* Data for analysis *
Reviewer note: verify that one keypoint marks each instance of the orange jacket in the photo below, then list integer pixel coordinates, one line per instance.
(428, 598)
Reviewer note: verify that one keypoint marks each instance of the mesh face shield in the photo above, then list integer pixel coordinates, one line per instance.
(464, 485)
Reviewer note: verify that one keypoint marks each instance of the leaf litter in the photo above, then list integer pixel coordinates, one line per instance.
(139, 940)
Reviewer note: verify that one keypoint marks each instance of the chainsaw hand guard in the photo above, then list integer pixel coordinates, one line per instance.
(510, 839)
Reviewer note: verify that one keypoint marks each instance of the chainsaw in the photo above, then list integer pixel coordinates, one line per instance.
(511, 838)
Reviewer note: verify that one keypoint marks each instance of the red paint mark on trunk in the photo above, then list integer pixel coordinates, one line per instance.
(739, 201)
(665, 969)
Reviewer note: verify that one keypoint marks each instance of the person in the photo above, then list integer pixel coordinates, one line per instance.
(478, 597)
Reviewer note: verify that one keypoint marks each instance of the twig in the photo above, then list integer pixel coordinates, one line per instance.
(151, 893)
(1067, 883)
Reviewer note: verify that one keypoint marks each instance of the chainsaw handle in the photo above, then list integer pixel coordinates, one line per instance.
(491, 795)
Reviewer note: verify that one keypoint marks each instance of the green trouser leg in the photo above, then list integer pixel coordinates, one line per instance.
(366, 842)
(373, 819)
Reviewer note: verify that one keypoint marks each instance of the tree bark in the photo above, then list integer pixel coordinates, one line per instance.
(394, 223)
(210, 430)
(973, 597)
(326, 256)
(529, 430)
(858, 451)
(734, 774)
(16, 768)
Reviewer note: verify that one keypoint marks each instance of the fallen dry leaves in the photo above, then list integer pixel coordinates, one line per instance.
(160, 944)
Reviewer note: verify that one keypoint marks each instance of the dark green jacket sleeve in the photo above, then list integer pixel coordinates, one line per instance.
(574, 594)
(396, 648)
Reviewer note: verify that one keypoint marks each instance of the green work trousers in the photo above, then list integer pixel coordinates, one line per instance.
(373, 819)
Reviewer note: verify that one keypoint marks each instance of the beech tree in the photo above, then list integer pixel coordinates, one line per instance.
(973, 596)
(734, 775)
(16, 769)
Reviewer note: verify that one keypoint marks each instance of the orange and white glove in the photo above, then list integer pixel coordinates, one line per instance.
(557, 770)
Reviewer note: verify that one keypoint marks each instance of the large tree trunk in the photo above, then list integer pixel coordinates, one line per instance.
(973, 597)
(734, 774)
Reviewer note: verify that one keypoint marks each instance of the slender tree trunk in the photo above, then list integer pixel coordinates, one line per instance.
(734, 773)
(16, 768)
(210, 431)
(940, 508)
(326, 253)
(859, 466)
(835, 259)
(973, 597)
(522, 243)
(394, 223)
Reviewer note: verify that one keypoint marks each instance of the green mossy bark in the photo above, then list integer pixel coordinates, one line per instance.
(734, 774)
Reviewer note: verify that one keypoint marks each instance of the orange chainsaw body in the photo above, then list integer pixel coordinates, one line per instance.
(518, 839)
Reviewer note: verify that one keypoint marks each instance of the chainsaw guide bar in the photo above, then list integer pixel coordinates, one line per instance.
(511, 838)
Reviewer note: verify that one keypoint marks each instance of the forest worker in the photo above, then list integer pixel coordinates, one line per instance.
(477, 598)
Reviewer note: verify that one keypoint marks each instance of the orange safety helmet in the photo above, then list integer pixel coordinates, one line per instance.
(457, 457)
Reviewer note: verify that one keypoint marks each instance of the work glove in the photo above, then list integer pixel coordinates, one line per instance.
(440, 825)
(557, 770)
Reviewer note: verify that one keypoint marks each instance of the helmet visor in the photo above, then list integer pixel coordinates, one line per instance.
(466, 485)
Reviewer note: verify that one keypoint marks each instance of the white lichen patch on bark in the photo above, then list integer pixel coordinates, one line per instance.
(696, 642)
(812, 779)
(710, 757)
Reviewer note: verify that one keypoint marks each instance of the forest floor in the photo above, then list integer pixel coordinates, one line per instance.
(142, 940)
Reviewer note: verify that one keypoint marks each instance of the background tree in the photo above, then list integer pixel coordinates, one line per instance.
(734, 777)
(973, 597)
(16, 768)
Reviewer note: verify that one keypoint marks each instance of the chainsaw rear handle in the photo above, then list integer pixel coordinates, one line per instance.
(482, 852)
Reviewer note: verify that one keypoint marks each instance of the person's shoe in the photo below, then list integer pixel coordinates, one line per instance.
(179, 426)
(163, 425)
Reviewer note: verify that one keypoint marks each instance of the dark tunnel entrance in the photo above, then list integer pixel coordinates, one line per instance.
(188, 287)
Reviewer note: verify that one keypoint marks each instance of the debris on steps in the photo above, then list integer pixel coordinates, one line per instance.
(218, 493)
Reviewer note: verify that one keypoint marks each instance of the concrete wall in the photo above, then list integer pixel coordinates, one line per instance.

* Exercise goal *
Everything from the line containing "the dark tunnel" through the last line of the listing must be reproduced exactly, and no other line.

* Output of the exercise *
Reviewer note: verify that one keypoint marks each instance of the dark tunnel entrance in the photo above, then list integer pixel coordinates, one line per instance.
(188, 287)
Reviewer note: verify that one keypoint marks each instance of the debris on steps in the photo above, then list integer pixel coordinates, one line per instance.
(218, 493)
Reviewer note: verify that one keypoint marks each instance of the concrete wall in the photo above, then list integer pixel coordinates, one line per instance.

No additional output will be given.